- **Your instructions**
Print the listing that follows, character for character.

(Rows from a pointing dataset)
- - - - - - -

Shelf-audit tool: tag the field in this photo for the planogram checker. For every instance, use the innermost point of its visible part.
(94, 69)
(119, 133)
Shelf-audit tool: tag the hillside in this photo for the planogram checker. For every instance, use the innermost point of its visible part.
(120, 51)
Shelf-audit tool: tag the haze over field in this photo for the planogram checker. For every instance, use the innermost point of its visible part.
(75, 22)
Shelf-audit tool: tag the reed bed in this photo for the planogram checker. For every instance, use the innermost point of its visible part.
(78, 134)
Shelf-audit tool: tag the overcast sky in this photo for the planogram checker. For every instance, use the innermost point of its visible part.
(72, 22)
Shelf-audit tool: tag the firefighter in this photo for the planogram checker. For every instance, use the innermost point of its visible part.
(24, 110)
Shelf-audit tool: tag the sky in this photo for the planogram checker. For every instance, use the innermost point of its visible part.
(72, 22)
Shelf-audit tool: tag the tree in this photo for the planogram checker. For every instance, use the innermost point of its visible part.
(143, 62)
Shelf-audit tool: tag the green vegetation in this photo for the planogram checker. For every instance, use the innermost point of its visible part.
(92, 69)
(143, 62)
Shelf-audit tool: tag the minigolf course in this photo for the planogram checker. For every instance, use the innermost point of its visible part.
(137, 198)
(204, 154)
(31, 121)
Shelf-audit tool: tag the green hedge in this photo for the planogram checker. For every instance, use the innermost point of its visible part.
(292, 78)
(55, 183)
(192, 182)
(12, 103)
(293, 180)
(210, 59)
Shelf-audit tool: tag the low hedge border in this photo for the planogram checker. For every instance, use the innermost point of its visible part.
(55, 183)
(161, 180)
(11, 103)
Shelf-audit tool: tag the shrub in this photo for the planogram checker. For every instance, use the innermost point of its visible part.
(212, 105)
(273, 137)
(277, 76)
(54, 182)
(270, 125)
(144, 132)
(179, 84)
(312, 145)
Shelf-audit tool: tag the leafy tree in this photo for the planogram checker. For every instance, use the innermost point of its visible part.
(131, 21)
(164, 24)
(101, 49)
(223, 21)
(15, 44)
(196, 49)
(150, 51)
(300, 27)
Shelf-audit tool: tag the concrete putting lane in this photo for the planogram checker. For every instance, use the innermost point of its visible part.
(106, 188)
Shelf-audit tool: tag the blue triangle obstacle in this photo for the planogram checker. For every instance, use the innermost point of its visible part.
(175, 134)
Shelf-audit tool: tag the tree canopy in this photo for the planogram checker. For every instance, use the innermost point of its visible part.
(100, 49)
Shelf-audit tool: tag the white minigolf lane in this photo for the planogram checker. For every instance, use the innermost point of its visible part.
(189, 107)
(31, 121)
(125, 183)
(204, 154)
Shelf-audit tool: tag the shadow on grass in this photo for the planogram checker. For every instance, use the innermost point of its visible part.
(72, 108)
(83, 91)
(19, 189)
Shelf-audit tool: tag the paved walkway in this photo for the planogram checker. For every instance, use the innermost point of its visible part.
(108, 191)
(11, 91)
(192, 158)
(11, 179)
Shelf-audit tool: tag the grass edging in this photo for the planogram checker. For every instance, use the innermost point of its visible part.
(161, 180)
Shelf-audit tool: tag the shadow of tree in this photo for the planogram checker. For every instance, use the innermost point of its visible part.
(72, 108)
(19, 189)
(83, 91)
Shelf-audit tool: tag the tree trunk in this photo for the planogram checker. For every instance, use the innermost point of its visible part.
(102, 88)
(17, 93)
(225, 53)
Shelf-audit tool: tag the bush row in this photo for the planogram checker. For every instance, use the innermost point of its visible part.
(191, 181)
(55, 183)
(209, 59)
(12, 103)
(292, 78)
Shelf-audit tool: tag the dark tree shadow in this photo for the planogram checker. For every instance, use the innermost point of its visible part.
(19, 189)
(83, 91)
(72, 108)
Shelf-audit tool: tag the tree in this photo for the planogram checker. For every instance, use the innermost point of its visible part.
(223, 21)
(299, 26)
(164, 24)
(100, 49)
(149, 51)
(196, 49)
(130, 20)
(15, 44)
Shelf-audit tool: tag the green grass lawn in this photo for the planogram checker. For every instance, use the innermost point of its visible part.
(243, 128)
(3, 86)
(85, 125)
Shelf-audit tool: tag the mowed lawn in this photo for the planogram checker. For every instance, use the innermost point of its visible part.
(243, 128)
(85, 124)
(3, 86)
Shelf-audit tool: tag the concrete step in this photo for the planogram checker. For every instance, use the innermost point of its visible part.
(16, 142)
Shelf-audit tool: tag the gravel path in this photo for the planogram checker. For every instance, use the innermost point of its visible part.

- - - - - - -

- **Output of the task**
Shelf-audit tool: tag the field in this photo for the planogram checker. For every instance, use the innermost point of its visible part.
(94, 69)
(119, 133)
Shelf-audit tool: tag the hillside in this photo for the planogram checker. For every instance, use the innermost point of its visible part.
(120, 51)
Shelf-audit tool: tag the haze over field in this photo for the planogram checker. For every instance, use the innermost point of its visible part.
(75, 22)
Shelf-audit tool: tag the reed bed in this photo for the planogram checker. For every instance, use the innermost point of its visible part.
(78, 134)
Shelf-audit tool: tag the overcast sky in this photo for the planogram checker. For every instance, use the innermost point of its visible part.
(72, 22)
Shelf-audit tool: tag the firefighter in this photo for the planogram checker. For every instance, use the innermost point of its visible part.
(24, 110)
Shelf-audit tool: tag the sky in this photo for the planogram checker. For every instance, use the innermost point of its visible part.
(72, 22)
Shelf-audit tool: tag the tree in this photo for the planogram checker. For every instance, use the innermost point of its visible part.
(143, 62)
Shelf-audit tool: tag the green vegetation in this photo for the planogram checker. For every instance, use the innermost point of its visible part.
(92, 69)
(143, 62)
Shelf-audit tool: tag the minigolf course in this photo for the planogram checker. For every instance, use the innermost point of its visible part.
(137, 198)
(204, 154)
(31, 121)
Shelf-audit tool: tag the green hedge in this photo for the planogram checker. For every instance, use the innermost point of its visible part.
(292, 78)
(55, 183)
(192, 182)
(12, 103)
(293, 180)
(210, 59)
Shelf-audit tool: tag the low hedge border in this photo for the planogram checker. For every instance, use the innermost point of its visible part.
(55, 183)
(161, 180)
(11, 103)
Shelf-audit tool: tag the shrub in this photo for the planogram checker. For every instance, use the innermost point of its visible part.
(212, 105)
(273, 137)
(277, 76)
(54, 182)
(270, 125)
(144, 132)
(179, 84)
(312, 145)
Shelf-audit tool: tag the leafy tree in this photo for the planogram checker. For every instance, use the innermost point of its visible part.
(131, 21)
(164, 24)
(101, 49)
(223, 21)
(15, 44)
(196, 49)
(150, 51)
(300, 27)
Shelf-audit tool: tag the concrete putting lane in this photo for the planogram checker. For every instance, use the innermost point of its visible part.
(106, 188)
Shelf-audit tool: tag the blue triangle obstacle in this photo for the planogram checker. For every instance, use the innermost point of its visible part.
(175, 134)
Shelf-audit tool: tag the tree canopy in this photo for the planogram checker. For every instance, use the innermost point of its visible part.
(100, 49)
Shelf-audit tool: tag the white minigolf lane in this photo for the planogram checker. For every instance, use the innermost point of its visible part.
(189, 107)
(31, 121)
(125, 183)
(204, 154)
Shelf-audit tool: tag the shadow on grass in this photo for the planogram checker. For every instance, use the innermost point of its visible part.
(72, 108)
(83, 91)
(19, 189)
Shelf-audit tool: tag the paved walkway in this photo for the planogram checker. For every instance, use the innermost point of its visible part.
(108, 191)
(11, 91)
(192, 158)
(11, 179)
Shelf-audit tool: tag the grass edging in this photo for the planogram checker. For every instance, use the innermost point of its visible part.
(161, 180)
Shelf-audit tool: tag the shadow of tree in this photo for the planogram checker. For every instance, use the innermost point of its visible part.
(72, 108)
(19, 189)
(83, 91)
Shelf-audit tool: tag the tree trunk in this photo for the planogram checker. For every instance, use the innermost point of its visible part.
(102, 88)
(17, 93)
(225, 53)
Shelf-audit tool: tag the bush row in this photo for the planogram checker. For every instance, use the innermost point of its visible part.
(191, 181)
(55, 183)
(209, 59)
(12, 103)
(292, 78)
Shelf-audit tool: tag the dark tree shadow in this photo for the planogram checker. For every instance, use the innermost point of its visible part.
(19, 189)
(83, 91)
(72, 108)
Shelf-audit tool: tag the tree in this photo for the planogram checker. For every instance, use the innermost point of its visible part.
(223, 21)
(299, 26)
(164, 24)
(100, 49)
(149, 51)
(196, 49)
(130, 20)
(15, 44)
Shelf-audit tool: tag the green grass lawn in this photo for the planogram checker. For every instance, use the innermost point of its visible part.
(243, 128)
(3, 86)
(85, 125)
Shelf-audit tool: tag the mowed lawn in this photo for the planogram checker. For every instance, use the innermost point of its visible part.
(243, 128)
(85, 124)
(3, 86)
Shelf-audit tool: tag the concrete step in this photo for the planogram checker. For every instance, use the innermost point of its visible part.
(16, 142)
Shelf-audit tool: tag the gravel path in this photo for the planogram checker. For every instance, use the innermost point of its visible part.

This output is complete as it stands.